#### WORK REQUIRED:
Select the lines of the records containing the word "foliage" and list them.

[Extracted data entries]
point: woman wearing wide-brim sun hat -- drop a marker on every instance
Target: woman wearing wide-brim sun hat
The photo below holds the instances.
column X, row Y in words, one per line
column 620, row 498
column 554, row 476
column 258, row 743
==
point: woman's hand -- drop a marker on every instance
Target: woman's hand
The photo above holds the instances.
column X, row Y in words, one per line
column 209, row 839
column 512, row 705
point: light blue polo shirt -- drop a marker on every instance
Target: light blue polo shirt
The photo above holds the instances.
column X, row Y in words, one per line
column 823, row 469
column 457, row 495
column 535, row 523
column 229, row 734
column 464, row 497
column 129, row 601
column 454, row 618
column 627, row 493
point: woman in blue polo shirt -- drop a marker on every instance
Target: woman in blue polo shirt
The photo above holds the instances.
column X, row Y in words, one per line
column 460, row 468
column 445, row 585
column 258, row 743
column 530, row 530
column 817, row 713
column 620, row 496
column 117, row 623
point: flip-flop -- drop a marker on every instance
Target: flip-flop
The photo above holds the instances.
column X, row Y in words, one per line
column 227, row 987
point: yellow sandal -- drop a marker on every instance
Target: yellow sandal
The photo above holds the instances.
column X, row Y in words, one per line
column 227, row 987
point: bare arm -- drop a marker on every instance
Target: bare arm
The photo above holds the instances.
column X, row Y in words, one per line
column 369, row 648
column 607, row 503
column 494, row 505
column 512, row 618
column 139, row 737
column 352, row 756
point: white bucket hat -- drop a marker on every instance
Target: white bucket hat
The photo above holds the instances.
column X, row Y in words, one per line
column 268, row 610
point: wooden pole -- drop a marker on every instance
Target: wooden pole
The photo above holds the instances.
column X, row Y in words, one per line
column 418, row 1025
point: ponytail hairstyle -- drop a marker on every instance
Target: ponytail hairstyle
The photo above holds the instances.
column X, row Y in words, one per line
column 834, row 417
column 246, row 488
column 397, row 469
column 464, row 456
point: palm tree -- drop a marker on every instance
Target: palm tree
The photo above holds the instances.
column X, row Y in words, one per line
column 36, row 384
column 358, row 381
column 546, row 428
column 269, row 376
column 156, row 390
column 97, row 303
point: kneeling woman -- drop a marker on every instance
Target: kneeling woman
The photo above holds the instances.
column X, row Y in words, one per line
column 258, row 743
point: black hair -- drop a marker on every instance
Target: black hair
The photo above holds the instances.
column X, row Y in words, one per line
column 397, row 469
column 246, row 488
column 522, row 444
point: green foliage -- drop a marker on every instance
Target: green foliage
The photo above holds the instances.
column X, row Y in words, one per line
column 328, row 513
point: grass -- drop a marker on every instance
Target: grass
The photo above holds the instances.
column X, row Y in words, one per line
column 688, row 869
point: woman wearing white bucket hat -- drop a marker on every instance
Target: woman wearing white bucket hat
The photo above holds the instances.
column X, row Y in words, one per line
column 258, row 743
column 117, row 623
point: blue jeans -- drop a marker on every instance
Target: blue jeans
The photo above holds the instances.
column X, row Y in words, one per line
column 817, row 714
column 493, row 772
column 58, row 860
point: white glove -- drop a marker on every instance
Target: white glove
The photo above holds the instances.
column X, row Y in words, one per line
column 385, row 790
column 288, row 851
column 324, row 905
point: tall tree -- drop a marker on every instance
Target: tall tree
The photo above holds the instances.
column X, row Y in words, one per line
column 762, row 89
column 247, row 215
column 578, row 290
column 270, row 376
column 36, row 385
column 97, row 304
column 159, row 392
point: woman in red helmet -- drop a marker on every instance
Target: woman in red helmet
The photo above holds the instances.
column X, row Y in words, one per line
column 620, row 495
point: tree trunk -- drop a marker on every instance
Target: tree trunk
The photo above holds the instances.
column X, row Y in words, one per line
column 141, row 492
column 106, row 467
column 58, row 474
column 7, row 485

#### REPLY:
point: green foliage -- drop a marker on every instance
Target: green foliage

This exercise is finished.